● **Brief**: Transcribe every line, keeping it exact.

· · ·

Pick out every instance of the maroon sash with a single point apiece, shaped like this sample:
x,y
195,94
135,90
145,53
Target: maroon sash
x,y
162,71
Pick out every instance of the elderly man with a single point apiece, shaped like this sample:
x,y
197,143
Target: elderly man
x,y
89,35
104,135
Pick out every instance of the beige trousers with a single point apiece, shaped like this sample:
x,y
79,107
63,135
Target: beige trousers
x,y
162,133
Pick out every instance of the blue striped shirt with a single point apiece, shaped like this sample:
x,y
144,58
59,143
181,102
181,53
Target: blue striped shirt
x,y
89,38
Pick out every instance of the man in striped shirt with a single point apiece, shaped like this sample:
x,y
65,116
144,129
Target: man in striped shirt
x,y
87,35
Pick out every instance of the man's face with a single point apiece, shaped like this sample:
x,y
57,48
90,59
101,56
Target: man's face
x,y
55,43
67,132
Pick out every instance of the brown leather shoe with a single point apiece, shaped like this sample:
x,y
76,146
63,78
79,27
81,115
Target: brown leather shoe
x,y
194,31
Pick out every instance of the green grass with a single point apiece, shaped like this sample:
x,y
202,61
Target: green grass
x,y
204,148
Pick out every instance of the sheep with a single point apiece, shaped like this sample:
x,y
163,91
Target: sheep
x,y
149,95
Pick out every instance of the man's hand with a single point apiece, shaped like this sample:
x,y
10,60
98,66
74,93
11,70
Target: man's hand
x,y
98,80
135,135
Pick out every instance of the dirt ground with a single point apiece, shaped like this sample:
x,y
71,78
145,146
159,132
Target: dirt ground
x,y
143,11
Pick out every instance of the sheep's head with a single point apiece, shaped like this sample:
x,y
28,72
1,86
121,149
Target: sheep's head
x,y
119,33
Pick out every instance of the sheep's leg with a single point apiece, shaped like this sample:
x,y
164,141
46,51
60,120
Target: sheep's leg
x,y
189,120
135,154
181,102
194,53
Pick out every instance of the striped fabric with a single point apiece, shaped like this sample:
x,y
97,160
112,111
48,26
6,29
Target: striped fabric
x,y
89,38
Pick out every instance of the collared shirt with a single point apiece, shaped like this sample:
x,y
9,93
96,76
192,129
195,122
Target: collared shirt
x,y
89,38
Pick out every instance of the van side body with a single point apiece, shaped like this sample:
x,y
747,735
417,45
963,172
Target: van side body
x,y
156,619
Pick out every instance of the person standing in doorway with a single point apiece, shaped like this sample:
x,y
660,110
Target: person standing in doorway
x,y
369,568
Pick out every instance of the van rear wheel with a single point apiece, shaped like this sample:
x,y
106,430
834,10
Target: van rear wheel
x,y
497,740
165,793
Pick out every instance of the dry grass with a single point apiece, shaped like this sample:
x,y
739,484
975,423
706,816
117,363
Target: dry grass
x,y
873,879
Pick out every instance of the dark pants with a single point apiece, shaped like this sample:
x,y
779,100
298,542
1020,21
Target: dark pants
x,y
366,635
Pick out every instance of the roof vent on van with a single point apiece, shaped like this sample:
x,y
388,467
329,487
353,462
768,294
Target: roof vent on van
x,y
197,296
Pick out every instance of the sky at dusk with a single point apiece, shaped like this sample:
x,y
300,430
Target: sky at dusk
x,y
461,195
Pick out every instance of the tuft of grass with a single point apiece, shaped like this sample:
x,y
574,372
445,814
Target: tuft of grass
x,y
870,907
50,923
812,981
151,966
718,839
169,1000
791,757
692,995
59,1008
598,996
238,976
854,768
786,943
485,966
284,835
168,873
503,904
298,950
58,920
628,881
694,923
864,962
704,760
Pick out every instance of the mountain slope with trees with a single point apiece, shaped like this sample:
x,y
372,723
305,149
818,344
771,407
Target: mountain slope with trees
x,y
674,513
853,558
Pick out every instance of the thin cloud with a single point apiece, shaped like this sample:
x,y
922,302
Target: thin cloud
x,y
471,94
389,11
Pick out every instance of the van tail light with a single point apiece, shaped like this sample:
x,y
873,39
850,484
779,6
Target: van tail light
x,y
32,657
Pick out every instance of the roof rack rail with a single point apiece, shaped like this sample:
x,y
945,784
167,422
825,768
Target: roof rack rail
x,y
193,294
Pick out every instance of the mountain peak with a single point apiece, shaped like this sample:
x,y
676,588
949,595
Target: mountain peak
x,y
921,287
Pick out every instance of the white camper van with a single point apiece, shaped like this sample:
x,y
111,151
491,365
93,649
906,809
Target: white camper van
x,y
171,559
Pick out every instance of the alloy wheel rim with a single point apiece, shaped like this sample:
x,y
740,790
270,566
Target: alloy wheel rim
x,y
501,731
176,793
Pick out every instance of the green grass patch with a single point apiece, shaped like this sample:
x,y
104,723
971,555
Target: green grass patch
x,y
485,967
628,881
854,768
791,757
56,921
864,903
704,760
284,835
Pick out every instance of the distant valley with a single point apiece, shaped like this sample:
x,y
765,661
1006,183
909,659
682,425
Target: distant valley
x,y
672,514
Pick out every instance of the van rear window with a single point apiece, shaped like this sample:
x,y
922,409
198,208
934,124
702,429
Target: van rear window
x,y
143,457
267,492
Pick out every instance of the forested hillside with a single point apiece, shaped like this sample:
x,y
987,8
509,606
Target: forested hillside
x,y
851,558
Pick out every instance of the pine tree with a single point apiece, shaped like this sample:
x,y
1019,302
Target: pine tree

· · ·

● **Written solution**:
Pick out every instance of the maroon sash with a single point apiece, shaped like this sample:
x,y
195,94
135,90
145,53
Target: maroon sash
x,y
162,71
Pick out every instance of the elderly man with a single point apiece, shaped like this sample:
x,y
197,143
Target: elderly man
x,y
89,35
104,135
Pick out every instance of the beige trousers with a single point apiece, shaped like this sample:
x,y
79,107
63,135
Target: beige trousers
x,y
162,133
Pick out every instance of the blue striped shirt with a single point apiece, shaped like this sample:
x,y
144,58
59,143
181,102
181,53
Target: blue striped shirt
x,y
89,38
Pick out every instance of the man in striped shirt with a single point apiece, shaped like this sample:
x,y
65,116
144,129
Target: man in striped shirt
x,y
87,35
Pick out every instance of the man's face with a single point apiece, shaped like this sample:
x,y
57,48
90,59
101,56
Target: man's face
x,y
55,43
67,132
Pick out every instance of the brown leather shoe with a single point apiece, shaped like this sample:
x,y
76,146
63,78
79,27
81,115
Target: brown leather shoe
x,y
194,31
Pick out every instance of the green grass with a single point apiece, shaped like this sample:
x,y
202,61
Target: green grass
x,y
204,148
Pick out every instance of the sheep with a single point apiece, shaped like this sample:
x,y
163,91
Target: sheep
x,y
149,95
Pick out every instance of the man's hand with a single point apiece, shaped like this sample:
x,y
10,60
98,66
74,93
11,70
Target: man's hand
x,y
98,80
135,135
Pick out every instance of the dirt ground with a single point apiece, shaped like this sample:
x,y
71,78
145,146
159,132
Target: dirt ground
x,y
143,11
Pick out every instance of the sheep's head with a single point apiece, shaped like this sample:
x,y
28,72
1,86
121,149
Target: sheep's head
x,y
119,33
Pick out every instance of the sheep's leg with a single point apiece, shaped like this sample:
x,y
164,141
46,51
60,120
Target: sheep's leg
x,y
189,120
135,154
181,102
194,53
Pick out every instance of the striped fabric with a single point apiece, shaped like this sample:
x,y
97,160
112,111
48,26
6,29
Target: striped fabric
x,y
89,38
Pick out every instance of the collared shirt with a single point apiece, shaped like this sample:
x,y
9,93
96,76
192,129
195,122
Target: collared shirt
x,y
89,38
Pick out every instance of the van side body with a single point apiece, shaped like this sample:
x,y
747,735
417,45
963,172
Target: van side body
x,y
156,619
Pick out every instance of the person standing in doorway with a single point apiece, shaped like this sample:
x,y
660,110
Target: person standing in doorway
x,y
369,568
Pick out every instance of the van rear wheel with a single point apiece, shaped like this sample:
x,y
106,430
834,10
Target: van rear wheel
x,y
497,740
165,793
Pick out every instance of the dry grass with a single point apiece, shaped like this sample:
x,y
739,484
975,423
706,816
117,363
Target: dry grass
x,y
873,879
Pick out every instance of the dark pants with a single point apiece, shaped like this sample:
x,y
779,100
298,542
1020,21
Target: dark pants
x,y
366,635
Pick out every instance of the roof vent on van with a single point apiece, shaped like this sample:
x,y
388,467
329,487
353,462
768,294
Target: roof vent on van
x,y
197,296
Pick out every instance of the sky at dusk with a single point apiece, shaped like this sample:
x,y
300,430
Target: sky at dusk
x,y
461,195
Pick out every instance of the tuft of grass with a single point apiece, shaped like this sample:
x,y
574,372
445,814
Target: tuft of grass
x,y
870,907
50,923
812,981
151,966
718,839
169,1000
791,757
692,995
59,1008
598,996
238,976
854,768
786,943
485,966
284,835
168,873
503,904
298,950
58,920
628,881
694,923
864,962
704,760
Pick out every instance of the mountain slope with trees with a single point apiece, shaped like this sample:
x,y
372,723
305,149
818,344
771,407
Target: mountain slope with trees
x,y
674,513
853,558
Pick out every instance of the thin cloud with a single point apiece, shaped like this sample:
x,y
922,302
Target: thin cloud
x,y
471,94
389,11
Pick out every instance of the van tail light with a single point apiece, shaped like this sample:
x,y
873,39
850,484
779,6
Target: van tail light
x,y
32,657
Pick out every instance of the roof rack rail with a single point apiece, shaped like this sample:
x,y
945,784
167,422
825,768
Target: roof rack rail
x,y
193,294
Pick out every instance of the mountain peak with a single point apiece, shaped like this sample:
x,y
676,588
949,595
Target: mountain peak
x,y
921,287
Pick out every instance of the white camper van with a single point apiece, shaped like this sample:
x,y
111,151
491,365
93,649
906,809
Target: white camper van
x,y
171,559
Pick out every instance of the alloy wheel rim with a single point apiece, shaped like this sample:
x,y
740,790
270,566
Target: alloy wheel rim
x,y
501,731
176,793
Pick out every instance of the green grass patch with a single point apiece, shaped like this sample:
x,y
104,723
971,555
Target: green grass patch
x,y
485,967
628,881
854,768
791,757
56,921
864,903
704,760
284,835
Pick out every instance of the distant valley with a single point apiece, shaped like this sample:
x,y
765,661
1006,183
909,659
682,425
Target: distant valley
x,y
672,514
Pick out every instance of the van rear window with a single point apiece, shaped like this sample:
x,y
922,409
198,208
934,124
702,429
Target: van rear window
x,y
143,457
267,492
Pick out every instance of the forested hillside with a single point apiece, shaped like this sample:
x,y
987,8
509,606
Target: forested hillside
x,y
851,558
Pick out every instance of the pine tree with a single point apiece, shaped like this sample:
x,y
1019,302
Target: pine tree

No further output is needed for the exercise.